■ **Data**:
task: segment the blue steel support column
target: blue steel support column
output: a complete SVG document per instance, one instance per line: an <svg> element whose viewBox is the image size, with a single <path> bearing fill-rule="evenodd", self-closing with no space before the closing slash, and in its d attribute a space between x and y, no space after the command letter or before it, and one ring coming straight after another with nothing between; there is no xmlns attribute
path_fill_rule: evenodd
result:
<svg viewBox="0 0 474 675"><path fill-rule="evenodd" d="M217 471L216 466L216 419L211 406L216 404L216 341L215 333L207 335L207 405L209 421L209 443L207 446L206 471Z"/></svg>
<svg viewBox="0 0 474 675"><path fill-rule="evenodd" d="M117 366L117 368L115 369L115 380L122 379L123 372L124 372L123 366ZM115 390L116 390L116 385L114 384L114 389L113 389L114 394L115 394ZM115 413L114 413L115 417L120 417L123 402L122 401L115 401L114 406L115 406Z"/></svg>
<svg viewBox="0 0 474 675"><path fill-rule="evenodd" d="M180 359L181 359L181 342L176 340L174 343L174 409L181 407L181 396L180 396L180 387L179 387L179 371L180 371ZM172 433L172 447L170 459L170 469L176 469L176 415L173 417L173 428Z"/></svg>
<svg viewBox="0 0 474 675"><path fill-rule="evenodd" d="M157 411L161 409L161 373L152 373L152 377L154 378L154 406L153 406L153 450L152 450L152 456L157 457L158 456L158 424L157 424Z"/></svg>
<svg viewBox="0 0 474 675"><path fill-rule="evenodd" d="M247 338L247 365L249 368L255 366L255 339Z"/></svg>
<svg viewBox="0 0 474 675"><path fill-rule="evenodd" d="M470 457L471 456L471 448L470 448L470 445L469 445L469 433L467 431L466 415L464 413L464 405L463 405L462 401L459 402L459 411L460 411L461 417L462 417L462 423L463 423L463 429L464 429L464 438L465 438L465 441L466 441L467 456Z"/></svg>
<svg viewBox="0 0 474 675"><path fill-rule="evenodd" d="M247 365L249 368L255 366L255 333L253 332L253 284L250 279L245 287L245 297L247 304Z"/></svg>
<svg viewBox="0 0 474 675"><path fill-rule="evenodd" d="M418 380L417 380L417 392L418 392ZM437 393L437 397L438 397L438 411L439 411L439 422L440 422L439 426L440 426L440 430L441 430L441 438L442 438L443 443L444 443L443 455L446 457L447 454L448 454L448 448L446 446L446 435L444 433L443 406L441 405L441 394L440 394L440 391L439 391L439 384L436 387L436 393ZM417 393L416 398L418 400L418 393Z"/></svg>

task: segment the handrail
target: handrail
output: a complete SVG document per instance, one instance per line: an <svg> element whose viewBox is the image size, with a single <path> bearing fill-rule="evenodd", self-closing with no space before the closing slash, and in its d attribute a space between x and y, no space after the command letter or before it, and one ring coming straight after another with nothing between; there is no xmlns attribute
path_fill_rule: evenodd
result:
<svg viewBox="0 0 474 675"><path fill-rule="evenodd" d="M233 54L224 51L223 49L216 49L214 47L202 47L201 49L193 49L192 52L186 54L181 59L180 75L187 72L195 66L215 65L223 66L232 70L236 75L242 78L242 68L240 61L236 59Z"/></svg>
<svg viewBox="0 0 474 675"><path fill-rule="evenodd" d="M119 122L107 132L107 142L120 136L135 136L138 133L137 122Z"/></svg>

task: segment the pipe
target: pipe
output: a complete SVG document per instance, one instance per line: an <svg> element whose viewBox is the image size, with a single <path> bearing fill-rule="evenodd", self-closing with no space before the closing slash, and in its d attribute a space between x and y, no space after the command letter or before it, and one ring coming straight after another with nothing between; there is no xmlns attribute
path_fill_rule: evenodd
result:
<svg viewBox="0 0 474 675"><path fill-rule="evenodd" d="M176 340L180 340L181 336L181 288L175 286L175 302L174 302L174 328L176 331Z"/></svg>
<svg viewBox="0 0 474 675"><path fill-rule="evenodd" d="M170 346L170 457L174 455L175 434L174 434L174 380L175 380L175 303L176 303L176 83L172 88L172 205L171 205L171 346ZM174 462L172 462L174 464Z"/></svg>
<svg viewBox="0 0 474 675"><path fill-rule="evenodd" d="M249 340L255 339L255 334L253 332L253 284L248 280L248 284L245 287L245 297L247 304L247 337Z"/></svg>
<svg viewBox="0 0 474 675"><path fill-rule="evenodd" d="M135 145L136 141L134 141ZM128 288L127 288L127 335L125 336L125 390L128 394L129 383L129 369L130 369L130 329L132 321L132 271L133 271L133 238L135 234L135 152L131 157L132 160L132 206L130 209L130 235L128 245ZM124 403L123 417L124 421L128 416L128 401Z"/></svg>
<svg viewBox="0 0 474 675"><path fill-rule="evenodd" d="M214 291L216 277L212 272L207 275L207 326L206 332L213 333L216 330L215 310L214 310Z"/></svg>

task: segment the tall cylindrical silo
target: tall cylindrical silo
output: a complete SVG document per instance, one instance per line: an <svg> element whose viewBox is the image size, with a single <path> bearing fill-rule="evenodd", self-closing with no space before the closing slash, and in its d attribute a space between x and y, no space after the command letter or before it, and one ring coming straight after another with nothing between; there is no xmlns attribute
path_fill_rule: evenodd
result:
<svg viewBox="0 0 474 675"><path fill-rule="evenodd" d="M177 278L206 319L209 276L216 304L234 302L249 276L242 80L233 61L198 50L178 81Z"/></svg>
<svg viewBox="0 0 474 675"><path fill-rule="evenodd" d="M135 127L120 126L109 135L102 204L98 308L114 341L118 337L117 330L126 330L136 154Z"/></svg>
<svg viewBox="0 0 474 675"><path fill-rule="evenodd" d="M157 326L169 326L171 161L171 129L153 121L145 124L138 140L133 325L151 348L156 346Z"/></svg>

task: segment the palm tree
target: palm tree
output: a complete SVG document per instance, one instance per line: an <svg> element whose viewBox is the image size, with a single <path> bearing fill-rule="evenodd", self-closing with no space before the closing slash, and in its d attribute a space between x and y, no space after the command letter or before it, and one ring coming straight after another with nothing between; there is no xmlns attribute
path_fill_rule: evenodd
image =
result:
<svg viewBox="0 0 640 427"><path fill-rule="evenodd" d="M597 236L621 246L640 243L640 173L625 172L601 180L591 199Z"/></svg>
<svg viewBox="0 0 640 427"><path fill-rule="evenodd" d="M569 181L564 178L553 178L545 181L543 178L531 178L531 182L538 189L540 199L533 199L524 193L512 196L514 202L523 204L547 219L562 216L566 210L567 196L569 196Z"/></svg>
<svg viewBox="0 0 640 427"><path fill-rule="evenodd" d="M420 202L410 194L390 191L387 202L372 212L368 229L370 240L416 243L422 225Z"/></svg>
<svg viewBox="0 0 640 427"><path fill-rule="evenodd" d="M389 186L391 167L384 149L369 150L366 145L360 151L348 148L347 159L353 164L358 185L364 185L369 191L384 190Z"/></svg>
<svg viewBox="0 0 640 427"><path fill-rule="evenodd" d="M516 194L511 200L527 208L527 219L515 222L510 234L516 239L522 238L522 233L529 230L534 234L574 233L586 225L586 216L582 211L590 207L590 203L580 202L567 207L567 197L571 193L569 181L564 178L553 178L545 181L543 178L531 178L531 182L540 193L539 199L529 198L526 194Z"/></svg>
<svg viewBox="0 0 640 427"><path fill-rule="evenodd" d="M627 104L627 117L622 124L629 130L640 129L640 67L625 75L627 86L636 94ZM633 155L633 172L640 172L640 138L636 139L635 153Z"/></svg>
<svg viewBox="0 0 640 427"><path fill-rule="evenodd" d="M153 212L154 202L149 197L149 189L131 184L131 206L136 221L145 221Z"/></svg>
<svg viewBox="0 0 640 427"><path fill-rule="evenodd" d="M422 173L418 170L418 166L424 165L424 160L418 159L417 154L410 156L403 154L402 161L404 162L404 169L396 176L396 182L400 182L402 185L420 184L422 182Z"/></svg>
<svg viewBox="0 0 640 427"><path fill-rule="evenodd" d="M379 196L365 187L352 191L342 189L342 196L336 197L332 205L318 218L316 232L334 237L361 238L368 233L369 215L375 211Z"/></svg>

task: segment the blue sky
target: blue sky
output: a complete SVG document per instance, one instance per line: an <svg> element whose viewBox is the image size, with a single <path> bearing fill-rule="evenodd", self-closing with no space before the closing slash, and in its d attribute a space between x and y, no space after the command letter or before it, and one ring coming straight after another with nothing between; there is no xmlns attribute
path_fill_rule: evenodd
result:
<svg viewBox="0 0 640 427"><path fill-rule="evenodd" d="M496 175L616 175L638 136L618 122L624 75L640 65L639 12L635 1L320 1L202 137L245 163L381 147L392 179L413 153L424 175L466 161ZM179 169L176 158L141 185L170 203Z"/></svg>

■ **Directions**: Output each line of the listing above that has "column".

■ **Reply**:
task: segment the blue steel support column
target: blue steel support column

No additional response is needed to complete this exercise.